> Short problem
Copy out every item below word for word, with no changes.

> Data shown
* Begin *

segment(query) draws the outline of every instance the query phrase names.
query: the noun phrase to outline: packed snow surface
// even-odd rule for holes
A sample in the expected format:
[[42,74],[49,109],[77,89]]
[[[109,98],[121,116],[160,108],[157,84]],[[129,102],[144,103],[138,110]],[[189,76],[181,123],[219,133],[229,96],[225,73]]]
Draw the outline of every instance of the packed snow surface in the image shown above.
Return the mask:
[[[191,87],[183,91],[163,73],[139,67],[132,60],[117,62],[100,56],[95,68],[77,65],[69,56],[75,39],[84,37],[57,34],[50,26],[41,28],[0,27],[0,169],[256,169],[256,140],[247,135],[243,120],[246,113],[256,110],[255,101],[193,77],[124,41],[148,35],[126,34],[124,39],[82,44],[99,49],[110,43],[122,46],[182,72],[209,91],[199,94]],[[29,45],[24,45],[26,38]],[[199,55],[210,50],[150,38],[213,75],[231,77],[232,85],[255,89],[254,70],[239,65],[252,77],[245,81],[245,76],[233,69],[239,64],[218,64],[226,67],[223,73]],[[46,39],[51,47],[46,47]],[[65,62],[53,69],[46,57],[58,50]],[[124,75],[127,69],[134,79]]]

* End *

> Exercise response
segment(query) draws the outline of every instance the query phrase names.
query: the noun phrase to outline: packed snow surface
// even-odd rule for holes
A sample in the expected format:
[[42,74],[49,109],[77,89]]
[[[109,98],[121,116],[160,108],[157,84]],[[129,102],[144,103],[138,110]],[[189,76],[181,123],[219,133],[229,96],[225,73]]]
Draw the outline of every instance of the packed snow surface in the image shown above.
Return the mask:
[[[191,87],[183,91],[163,73],[139,67],[132,60],[117,62],[100,56],[95,68],[77,65],[69,56],[75,39],[84,37],[57,34],[50,26],[41,28],[0,27],[0,169],[256,169],[256,140],[247,135],[243,120],[246,113],[256,110],[255,101],[193,77],[124,41],[148,35],[126,34],[124,39],[82,44],[99,49],[110,43],[122,46],[182,72],[209,91],[199,94]],[[29,45],[24,45],[26,38]],[[199,55],[210,50],[150,38],[213,75],[231,77],[232,85],[255,89],[254,70],[239,65],[252,77],[245,81],[245,76],[233,69],[239,64],[218,64],[226,67],[223,73]],[[46,39],[51,47],[46,47]],[[65,62],[53,69],[46,57],[58,50]],[[124,75],[127,69],[134,79]]]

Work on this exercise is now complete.